Starting at the line that contains "--target yellow petal", print each line exactly through the end of the listing. Skip any pictures and add nothing.

________________________________________

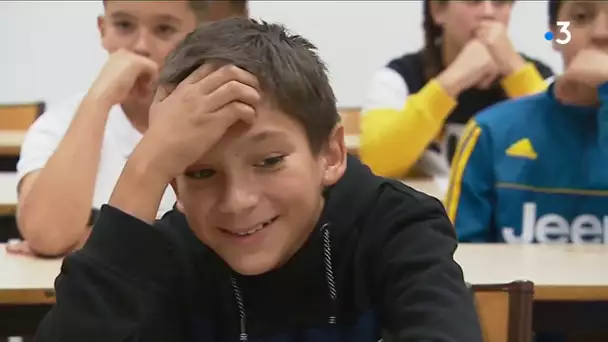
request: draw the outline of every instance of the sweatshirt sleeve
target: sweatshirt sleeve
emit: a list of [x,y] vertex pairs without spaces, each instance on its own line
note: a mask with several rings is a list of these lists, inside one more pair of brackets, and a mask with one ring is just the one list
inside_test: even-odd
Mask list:
[[540,93],[547,89],[549,83],[533,62],[526,63],[523,68],[501,81],[502,88],[512,99]]
[[38,342],[183,341],[173,247],[164,233],[105,205],[67,256]]
[[401,76],[382,69],[374,76],[361,117],[359,156],[374,173],[399,177],[420,158],[456,106],[439,82],[431,80],[408,94]]
[[461,242],[490,242],[494,176],[489,132],[469,121],[456,147],[445,207]]
[[376,267],[388,340],[481,342],[473,295],[454,260],[456,235],[442,204],[416,194],[388,216]]

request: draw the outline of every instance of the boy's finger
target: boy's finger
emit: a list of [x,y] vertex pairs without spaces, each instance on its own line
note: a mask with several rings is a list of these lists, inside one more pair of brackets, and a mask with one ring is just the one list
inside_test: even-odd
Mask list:
[[194,83],[204,79],[205,77],[209,76],[215,70],[217,70],[217,66],[215,66],[212,63],[202,64],[196,70],[194,70],[190,75],[188,75],[188,77],[186,77],[182,82],[180,82],[180,85],[181,84],[184,84],[184,85],[194,84]]
[[251,124],[255,119],[255,108],[247,103],[235,101],[225,105],[213,114],[218,118],[227,120],[226,128],[228,128],[239,120]]
[[156,93],[154,93],[154,100],[152,102],[163,102],[167,96],[169,96],[169,90],[167,89],[167,86],[161,84],[156,88]]
[[211,94],[231,81],[237,81],[255,90],[260,90],[260,85],[255,75],[234,65],[225,65],[215,70],[208,77],[198,82],[198,86],[203,94]]
[[196,68],[196,70],[194,70],[190,75],[188,75],[188,77],[186,77],[183,81],[181,81],[175,87],[175,91],[179,92],[182,89],[184,89],[192,84],[195,84],[196,82],[199,82],[200,80],[209,76],[209,74],[211,74],[216,69],[217,69],[217,67],[211,63],[202,64],[201,66]]
[[257,89],[239,81],[229,81],[222,84],[207,96],[201,96],[205,111],[215,112],[231,102],[242,102],[255,107],[261,100]]

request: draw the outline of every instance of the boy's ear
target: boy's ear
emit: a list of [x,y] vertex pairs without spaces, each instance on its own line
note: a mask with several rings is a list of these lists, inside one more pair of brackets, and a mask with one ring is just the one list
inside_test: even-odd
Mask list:
[[441,1],[429,1],[429,14],[435,25],[442,26],[445,23],[445,11],[447,5]]
[[171,185],[171,188],[173,188],[173,192],[175,192],[175,197],[177,198],[177,210],[179,210],[183,213],[184,205],[179,200],[179,192],[177,190],[177,181],[175,180],[175,178],[173,178],[173,180],[171,182],[169,182],[169,185]]
[[99,37],[101,38],[101,46],[104,50],[107,50],[105,36],[106,36],[106,18],[103,15],[97,17],[97,30],[99,31]]
[[346,146],[344,144],[344,127],[336,125],[332,130],[327,145],[321,151],[322,184],[324,187],[334,185],[346,171]]

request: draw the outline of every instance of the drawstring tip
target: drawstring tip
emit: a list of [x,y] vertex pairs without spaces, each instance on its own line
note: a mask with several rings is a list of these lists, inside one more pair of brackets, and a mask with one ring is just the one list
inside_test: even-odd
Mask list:
[[329,317],[328,322],[329,322],[329,324],[336,324],[336,317],[334,317],[334,316]]
[[240,340],[241,340],[241,341],[247,341],[247,340],[248,340],[248,338],[247,338],[247,334],[245,334],[245,333],[241,333],[241,338],[240,338]]

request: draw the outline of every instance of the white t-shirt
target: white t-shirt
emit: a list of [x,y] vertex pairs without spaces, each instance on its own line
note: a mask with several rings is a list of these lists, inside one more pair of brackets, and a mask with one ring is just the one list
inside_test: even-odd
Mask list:
[[[84,94],[76,96],[48,110],[29,128],[23,145],[17,177],[20,182],[25,175],[42,169],[53,155],[68,130]],[[97,171],[93,207],[99,209],[108,203],[114,186],[125,166],[127,158],[140,141],[142,134],[133,127],[121,106],[110,110],[101,148],[101,160]],[[74,163],[72,167],[78,167]],[[160,203],[157,217],[171,210],[176,198],[171,187],[167,187]]]

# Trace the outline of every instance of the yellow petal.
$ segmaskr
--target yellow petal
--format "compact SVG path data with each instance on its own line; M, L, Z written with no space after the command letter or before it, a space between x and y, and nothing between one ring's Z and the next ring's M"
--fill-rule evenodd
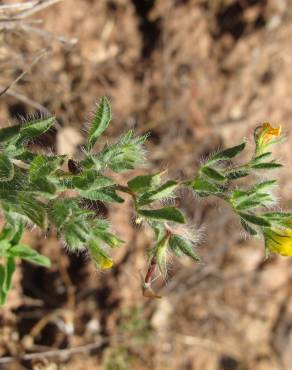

________________________________________

EXPECTED ANSWER –
--target yellow petal
--format "compact SVG path data with each instance on its own line; M, L, Z written with no space after the command letter or before it, a space between x and y, and nothing between one ring's Z and the next ring's M"
--fill-rule evenodd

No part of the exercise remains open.